[Region pointing data]
--------------------------------

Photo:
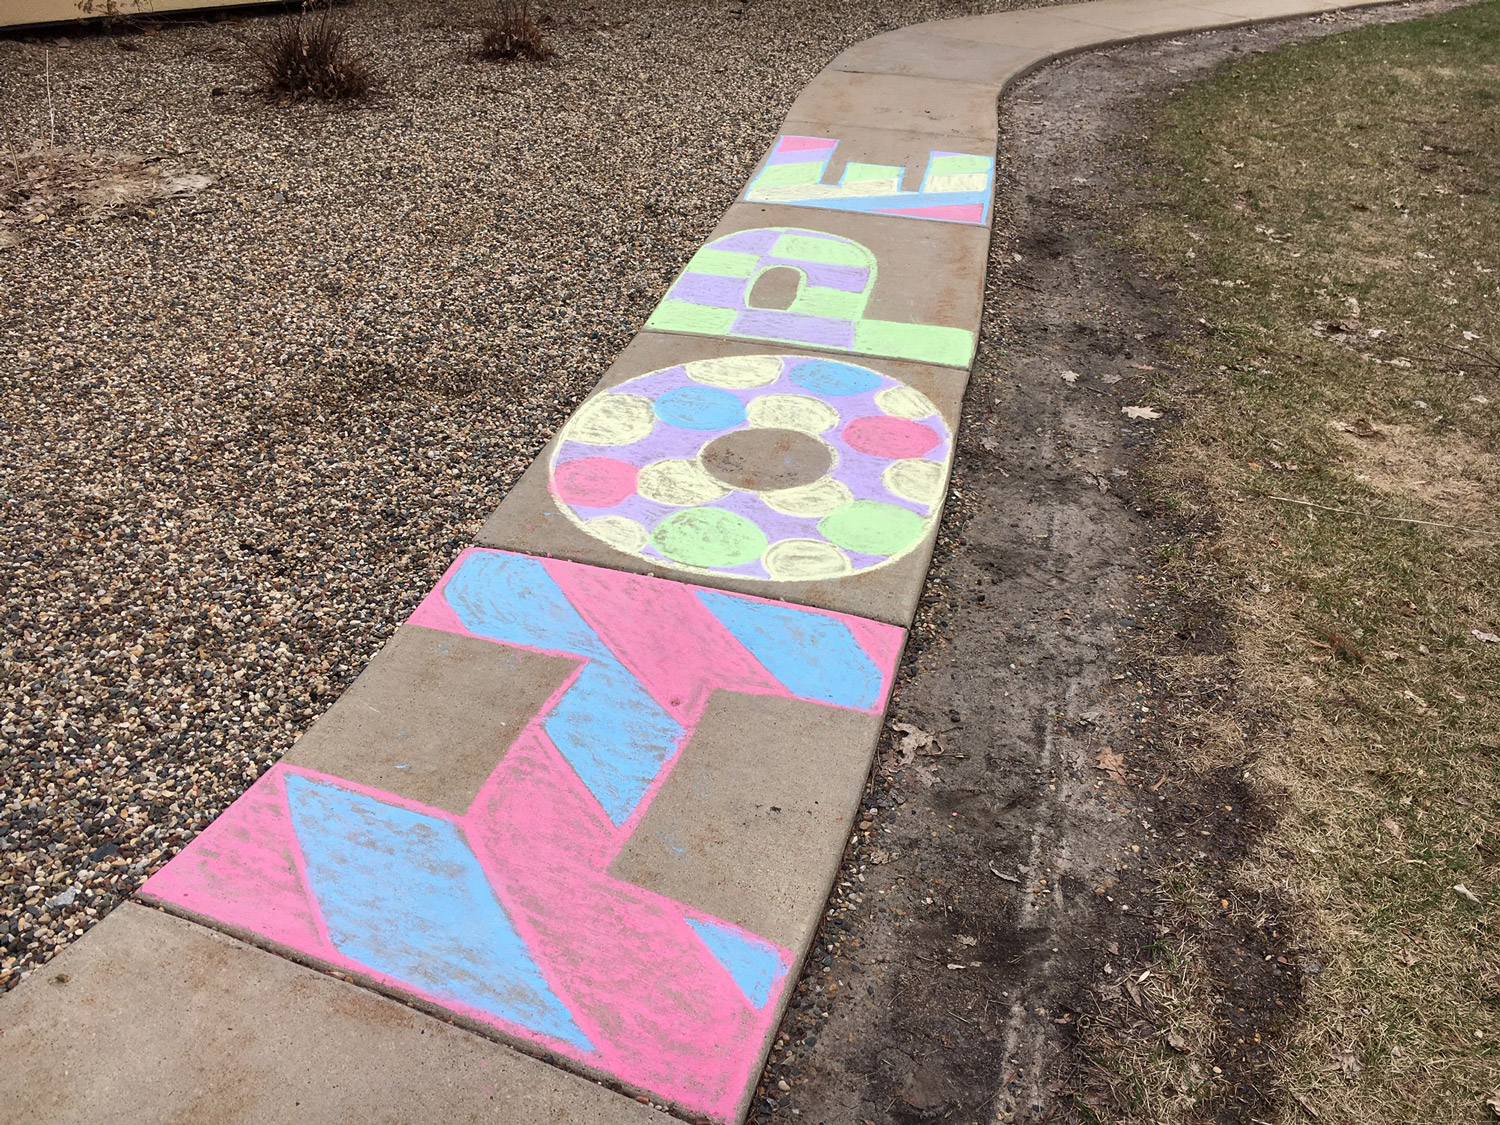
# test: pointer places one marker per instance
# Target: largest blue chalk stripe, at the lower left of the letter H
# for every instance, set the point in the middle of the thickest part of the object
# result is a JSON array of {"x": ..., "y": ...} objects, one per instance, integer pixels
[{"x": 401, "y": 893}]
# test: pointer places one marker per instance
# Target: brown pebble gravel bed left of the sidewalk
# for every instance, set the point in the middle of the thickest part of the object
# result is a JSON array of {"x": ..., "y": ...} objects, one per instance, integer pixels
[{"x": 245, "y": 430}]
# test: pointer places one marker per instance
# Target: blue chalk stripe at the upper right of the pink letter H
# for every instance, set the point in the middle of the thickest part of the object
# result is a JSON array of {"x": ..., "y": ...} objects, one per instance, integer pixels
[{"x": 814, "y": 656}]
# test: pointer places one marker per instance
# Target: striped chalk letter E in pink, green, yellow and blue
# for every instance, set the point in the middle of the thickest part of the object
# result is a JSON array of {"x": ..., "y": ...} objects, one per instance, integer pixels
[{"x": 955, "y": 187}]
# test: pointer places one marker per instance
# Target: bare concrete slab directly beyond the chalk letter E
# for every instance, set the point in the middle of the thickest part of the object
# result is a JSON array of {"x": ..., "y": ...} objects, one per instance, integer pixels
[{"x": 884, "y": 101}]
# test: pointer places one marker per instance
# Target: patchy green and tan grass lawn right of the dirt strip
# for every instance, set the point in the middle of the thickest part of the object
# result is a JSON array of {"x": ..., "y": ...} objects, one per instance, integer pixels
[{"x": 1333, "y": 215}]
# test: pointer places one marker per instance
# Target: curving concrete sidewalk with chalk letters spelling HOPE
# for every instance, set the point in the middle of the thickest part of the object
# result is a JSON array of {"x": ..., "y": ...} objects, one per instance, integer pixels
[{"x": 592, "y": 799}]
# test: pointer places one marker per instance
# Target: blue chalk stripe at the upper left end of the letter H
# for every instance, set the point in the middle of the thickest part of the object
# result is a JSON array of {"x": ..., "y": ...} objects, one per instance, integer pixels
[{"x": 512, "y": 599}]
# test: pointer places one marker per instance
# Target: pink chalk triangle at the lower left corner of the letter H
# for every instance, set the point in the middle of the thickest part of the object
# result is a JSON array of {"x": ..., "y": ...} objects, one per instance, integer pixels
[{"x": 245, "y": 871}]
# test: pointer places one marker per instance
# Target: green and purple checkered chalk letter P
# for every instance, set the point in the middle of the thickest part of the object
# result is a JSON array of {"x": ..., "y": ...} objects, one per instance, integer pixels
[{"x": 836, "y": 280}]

--------------------------------

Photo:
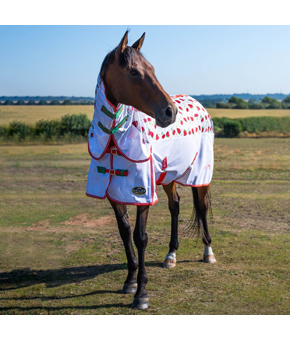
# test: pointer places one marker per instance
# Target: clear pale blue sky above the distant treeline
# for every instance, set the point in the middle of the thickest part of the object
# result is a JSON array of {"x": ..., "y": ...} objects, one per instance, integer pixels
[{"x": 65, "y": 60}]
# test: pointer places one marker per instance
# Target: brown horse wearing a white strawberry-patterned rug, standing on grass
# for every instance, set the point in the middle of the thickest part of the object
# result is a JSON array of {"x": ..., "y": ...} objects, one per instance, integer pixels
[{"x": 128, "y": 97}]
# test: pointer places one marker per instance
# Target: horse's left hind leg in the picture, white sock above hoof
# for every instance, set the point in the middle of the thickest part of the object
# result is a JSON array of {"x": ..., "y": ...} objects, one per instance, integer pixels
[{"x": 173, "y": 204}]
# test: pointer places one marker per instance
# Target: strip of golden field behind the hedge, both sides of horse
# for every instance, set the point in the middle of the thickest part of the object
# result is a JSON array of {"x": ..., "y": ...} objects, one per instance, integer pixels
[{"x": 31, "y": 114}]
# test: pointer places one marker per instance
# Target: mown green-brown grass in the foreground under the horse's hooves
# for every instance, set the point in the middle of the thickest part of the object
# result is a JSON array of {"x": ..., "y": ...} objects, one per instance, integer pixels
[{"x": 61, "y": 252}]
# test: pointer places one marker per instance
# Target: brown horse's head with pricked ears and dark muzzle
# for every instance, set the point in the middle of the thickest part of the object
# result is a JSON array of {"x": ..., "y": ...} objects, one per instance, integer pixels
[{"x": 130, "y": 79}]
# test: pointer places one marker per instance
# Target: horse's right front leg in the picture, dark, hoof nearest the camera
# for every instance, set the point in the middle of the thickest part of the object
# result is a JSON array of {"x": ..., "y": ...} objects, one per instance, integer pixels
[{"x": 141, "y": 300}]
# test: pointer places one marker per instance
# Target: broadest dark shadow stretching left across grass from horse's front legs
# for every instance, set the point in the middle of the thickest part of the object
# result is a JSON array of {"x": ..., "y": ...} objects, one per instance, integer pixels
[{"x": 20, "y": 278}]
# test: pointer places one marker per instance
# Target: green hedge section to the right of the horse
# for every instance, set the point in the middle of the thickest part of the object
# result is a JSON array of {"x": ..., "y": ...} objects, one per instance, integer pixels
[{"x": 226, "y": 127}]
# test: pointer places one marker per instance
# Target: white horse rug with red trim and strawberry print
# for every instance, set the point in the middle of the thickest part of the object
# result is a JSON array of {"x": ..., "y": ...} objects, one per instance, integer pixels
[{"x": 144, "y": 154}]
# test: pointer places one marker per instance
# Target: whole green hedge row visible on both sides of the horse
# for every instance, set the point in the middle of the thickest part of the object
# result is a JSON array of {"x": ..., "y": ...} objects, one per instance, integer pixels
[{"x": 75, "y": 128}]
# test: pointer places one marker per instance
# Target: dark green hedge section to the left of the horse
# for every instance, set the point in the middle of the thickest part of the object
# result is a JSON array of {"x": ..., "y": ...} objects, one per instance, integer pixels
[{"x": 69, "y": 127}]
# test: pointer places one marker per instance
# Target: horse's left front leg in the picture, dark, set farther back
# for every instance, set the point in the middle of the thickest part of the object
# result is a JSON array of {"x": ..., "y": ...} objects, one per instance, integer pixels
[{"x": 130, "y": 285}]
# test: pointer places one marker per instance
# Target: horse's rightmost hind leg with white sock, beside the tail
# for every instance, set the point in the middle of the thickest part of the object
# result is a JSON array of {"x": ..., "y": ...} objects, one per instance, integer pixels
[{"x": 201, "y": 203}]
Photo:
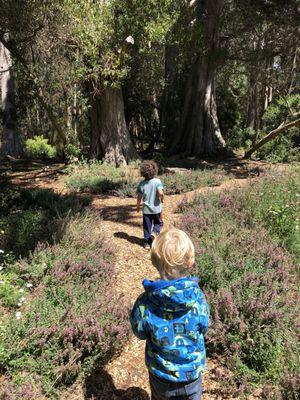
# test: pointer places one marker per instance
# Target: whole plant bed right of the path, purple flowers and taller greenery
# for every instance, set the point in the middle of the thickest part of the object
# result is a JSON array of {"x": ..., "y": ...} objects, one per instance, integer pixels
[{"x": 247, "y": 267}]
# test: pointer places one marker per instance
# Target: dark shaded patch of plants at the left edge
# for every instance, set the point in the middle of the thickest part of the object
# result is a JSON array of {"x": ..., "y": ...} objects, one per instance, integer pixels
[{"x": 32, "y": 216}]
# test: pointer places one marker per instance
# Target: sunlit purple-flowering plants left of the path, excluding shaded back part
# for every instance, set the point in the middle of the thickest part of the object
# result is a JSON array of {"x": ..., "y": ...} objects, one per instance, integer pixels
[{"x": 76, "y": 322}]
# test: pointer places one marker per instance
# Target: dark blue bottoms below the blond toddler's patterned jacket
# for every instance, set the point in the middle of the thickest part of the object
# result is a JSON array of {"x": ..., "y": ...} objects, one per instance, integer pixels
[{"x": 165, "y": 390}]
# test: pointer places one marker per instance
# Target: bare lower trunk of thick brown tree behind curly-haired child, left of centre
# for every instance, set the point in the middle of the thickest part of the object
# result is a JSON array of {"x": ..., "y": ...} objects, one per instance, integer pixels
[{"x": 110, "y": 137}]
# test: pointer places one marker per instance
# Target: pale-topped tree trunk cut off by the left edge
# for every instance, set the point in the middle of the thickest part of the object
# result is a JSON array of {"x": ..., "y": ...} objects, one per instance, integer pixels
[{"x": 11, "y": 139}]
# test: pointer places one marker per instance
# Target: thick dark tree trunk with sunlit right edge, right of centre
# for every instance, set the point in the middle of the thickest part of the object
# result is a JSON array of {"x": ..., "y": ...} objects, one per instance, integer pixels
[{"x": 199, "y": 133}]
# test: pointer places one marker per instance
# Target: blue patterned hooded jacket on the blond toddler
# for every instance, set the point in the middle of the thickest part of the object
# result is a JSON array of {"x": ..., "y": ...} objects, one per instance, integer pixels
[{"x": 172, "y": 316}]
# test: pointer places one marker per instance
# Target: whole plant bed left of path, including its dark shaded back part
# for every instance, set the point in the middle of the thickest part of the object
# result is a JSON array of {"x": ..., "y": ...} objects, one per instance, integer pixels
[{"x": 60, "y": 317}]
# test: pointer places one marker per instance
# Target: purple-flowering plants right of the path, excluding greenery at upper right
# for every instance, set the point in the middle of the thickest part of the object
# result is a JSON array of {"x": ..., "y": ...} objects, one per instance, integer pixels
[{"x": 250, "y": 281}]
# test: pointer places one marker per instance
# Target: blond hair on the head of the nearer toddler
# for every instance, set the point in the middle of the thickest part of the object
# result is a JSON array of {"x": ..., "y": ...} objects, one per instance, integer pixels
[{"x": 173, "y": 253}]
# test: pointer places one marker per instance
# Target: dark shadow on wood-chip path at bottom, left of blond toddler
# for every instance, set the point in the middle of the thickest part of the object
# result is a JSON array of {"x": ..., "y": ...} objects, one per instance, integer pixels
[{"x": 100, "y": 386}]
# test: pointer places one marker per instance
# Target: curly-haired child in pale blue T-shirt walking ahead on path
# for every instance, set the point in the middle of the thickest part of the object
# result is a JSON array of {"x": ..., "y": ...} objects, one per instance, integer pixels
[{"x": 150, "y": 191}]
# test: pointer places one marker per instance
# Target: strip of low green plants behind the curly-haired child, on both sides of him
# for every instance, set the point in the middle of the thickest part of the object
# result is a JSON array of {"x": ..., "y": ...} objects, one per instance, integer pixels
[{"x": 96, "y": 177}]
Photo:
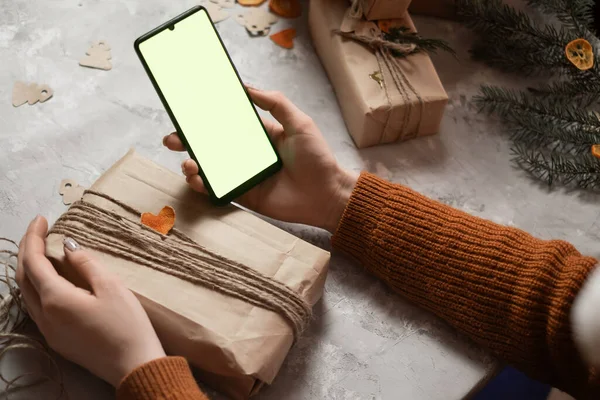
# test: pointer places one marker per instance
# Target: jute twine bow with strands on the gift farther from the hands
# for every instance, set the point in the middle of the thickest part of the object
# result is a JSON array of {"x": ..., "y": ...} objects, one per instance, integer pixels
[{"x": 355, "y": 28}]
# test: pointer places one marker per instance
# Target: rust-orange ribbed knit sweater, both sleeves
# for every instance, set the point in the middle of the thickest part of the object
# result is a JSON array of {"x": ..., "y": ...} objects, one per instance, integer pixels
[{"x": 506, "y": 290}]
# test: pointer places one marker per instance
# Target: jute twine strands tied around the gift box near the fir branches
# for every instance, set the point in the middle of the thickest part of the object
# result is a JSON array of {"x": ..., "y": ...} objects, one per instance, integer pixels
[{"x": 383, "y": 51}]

--------------------------------

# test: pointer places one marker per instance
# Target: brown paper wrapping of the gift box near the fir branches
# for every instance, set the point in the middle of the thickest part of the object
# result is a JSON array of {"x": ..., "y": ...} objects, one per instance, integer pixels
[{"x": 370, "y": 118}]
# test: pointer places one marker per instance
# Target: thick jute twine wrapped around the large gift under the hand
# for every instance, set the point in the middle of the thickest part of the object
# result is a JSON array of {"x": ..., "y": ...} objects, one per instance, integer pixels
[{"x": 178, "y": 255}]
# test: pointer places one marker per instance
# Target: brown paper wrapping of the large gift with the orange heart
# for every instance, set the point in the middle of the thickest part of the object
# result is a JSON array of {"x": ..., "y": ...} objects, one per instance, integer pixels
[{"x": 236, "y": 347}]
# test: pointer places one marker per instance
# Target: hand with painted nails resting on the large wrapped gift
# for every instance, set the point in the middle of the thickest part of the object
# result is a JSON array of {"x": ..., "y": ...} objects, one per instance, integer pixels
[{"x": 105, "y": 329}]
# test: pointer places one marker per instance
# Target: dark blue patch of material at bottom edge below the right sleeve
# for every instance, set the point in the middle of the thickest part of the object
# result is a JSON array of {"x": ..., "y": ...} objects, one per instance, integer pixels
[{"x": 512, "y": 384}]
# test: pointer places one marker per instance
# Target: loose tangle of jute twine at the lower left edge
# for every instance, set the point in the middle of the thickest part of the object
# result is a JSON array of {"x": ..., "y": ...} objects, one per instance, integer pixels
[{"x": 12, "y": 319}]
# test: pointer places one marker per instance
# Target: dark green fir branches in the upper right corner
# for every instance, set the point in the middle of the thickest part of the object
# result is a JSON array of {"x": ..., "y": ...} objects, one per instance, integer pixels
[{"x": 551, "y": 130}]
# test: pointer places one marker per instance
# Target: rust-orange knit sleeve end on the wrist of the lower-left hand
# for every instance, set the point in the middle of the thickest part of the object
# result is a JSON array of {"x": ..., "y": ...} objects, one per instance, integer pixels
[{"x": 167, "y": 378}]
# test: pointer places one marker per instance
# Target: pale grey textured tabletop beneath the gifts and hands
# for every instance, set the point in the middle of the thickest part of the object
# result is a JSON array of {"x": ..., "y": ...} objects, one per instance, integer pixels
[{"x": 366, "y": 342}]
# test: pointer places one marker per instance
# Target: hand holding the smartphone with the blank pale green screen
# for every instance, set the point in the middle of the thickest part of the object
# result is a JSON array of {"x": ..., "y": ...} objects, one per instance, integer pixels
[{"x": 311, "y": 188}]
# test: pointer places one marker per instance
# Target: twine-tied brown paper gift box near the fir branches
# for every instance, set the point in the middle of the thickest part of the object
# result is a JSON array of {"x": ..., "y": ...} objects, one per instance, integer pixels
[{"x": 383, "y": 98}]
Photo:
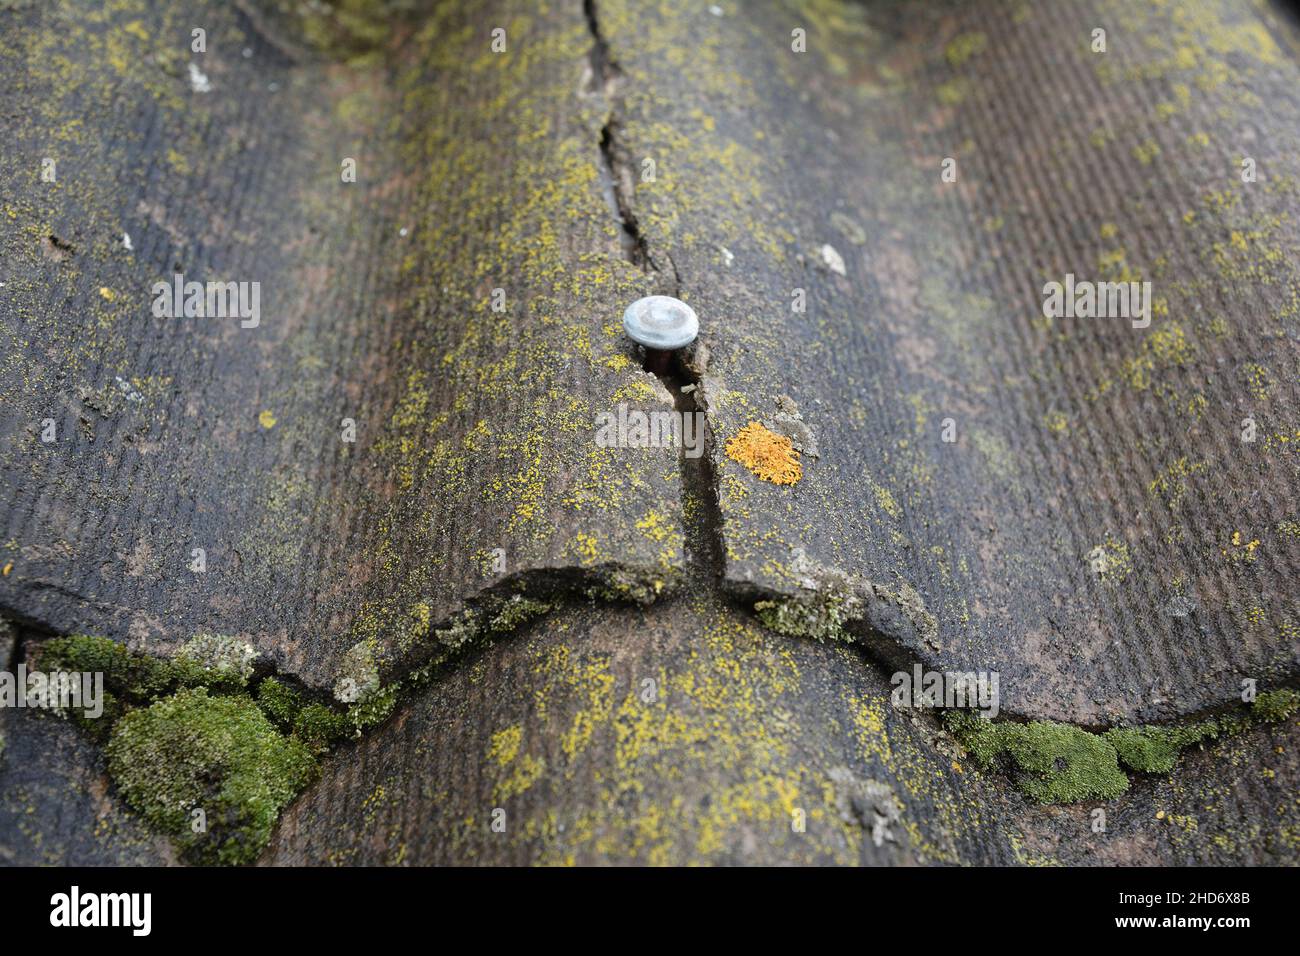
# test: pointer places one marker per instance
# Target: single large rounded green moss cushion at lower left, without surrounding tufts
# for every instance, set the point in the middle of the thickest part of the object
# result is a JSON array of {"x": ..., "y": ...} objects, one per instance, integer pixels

--------------------------------

Please give an exact copy of the lines above, beginning with the line containing "# Target: bare lower" and running through the line containing "# Target: thick dark", and of no other lines.

# Target: bare lower trunk of thick brown tree behind curly-haired child, left of centre
# for every instance, set the point in the middle of the thickest part of the object
# result is a JSON array of {"x": ..., "y": ...} objects, one per instance, integer pixels
[{"x": 110, "y": 137}]
# test: pointer places one marker per instance
# Target: pale-topped tree trunk cut off by the left edge
# for every instance, set the point in the middle of the thickest part of the object
# result is a JSON array of {"x": ..., "y": ...} objects, one per instance, integer pixels
[{"x": 11, "y": 139}]
# test: pointer places one marker per instance
# Target: thick dark tree trunk with sunlit right edge, right of centre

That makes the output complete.